◆ **Excerpt**

------------------------------------------------

We were given the tour at Sun’s Executive Briefing Center. They showed the SunRays and other stuff and it was pretty nice to see up close the Black Box.

Afterwards, Mickos gave us a presentation about open source development and MySQL. He said that MySQL is like “New Orleans” of web apps in that if you want to control an important river, you need to control the important cities and this was the reason Sun acquired them. He also anticipated the question about superiority of Postgres, which is probably asked from him all the time. “When I joined MySQL, Postgres was better. Some say it still is. But who cares?”

He also started a discussion about “Why are web companies so closed?” – a poke directed among others Google, who benefit a lot from GPL software, but due to a loophole in the agreement can get away without publishing their improvements because the software isn’t redistributed. This is what he calls the hypocrisy of open source: “People just want to get stuff for free”.

Like Hawkins, he said that the most important thing for startup business is category-leadership. One advice he gave for Finnish start-ups was “not to be Finnish”: MySQL didn’t have sales offices in Nordics, only in the US. Other thing was that if something sounds good in Finland, it takes 10-15 years for until it’s widely accepted as a good thing, so don’t go to market too early. “There’s still time to make a Google-killer”, he said.

This was one of the best sessions we had, not only because Mickos isn’t there anymore and looks like Sun won’t be either but also because we got vodka and swag. You could see there was an economic crisis, because elsewhere we didn’t get anything.

------------------------------------------------

◆ **Exercise description**
Please answer these questions about the account of the visit to Sun:
(a) Which city did Mickos liken MySQL to?
(b) Where did MySQL have sales offices, according to Mickos?
(c) What did the group get at this session that they did not get elsewhere?

Items from a dataset:
------------------------------------------------

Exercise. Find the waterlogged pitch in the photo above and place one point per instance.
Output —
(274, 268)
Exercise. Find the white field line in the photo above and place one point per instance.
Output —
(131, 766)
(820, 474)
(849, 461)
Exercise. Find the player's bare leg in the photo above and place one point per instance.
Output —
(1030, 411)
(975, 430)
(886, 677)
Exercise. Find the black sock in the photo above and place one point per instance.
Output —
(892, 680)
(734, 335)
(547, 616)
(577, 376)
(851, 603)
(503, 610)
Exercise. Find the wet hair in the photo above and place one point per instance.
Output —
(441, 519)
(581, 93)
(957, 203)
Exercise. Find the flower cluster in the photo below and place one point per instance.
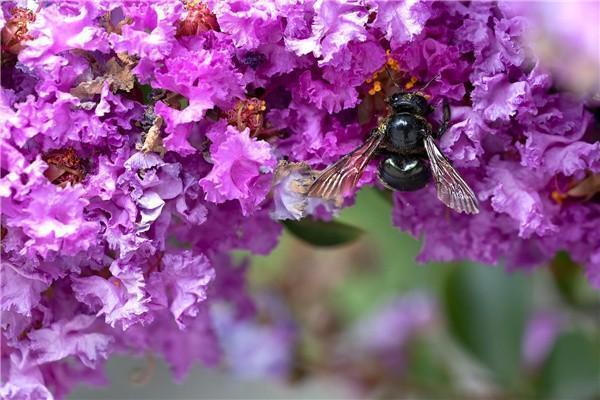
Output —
(140, 141)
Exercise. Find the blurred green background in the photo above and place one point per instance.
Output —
(472, 348)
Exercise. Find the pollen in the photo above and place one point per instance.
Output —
(410, 84)
(377, 86)
(198, 19)
(64, 167)
(16, 31)
(248, 113)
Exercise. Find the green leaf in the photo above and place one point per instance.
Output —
(321, 233)
(146, 93)
(572, 370)
(486, 310)
(565, 273)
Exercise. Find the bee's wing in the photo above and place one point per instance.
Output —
(341, 177)
(452, 190)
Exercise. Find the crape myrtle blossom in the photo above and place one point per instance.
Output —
(140, 141)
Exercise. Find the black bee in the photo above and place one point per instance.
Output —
(406, 141)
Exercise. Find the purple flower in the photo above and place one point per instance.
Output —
(108, 248)
(242, 169)
(254, 349)
(540, 335)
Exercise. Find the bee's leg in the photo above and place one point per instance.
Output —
(445, 120)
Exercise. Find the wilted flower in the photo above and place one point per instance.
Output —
(106, 248)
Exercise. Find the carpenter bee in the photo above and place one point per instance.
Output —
(410, 156)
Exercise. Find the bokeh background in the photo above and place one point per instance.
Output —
(363, 319)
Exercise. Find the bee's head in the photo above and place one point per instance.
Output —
(414, 103)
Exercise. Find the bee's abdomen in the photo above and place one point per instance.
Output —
(405, 174)
(405, 133)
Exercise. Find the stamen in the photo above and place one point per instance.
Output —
(15, 31)
(64, 166)
(249, 114)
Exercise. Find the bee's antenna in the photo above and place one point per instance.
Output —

------------------------------------------------

◆ **In response**
(a) New Orleans
(b) Only in the US
(c) Vodka and swag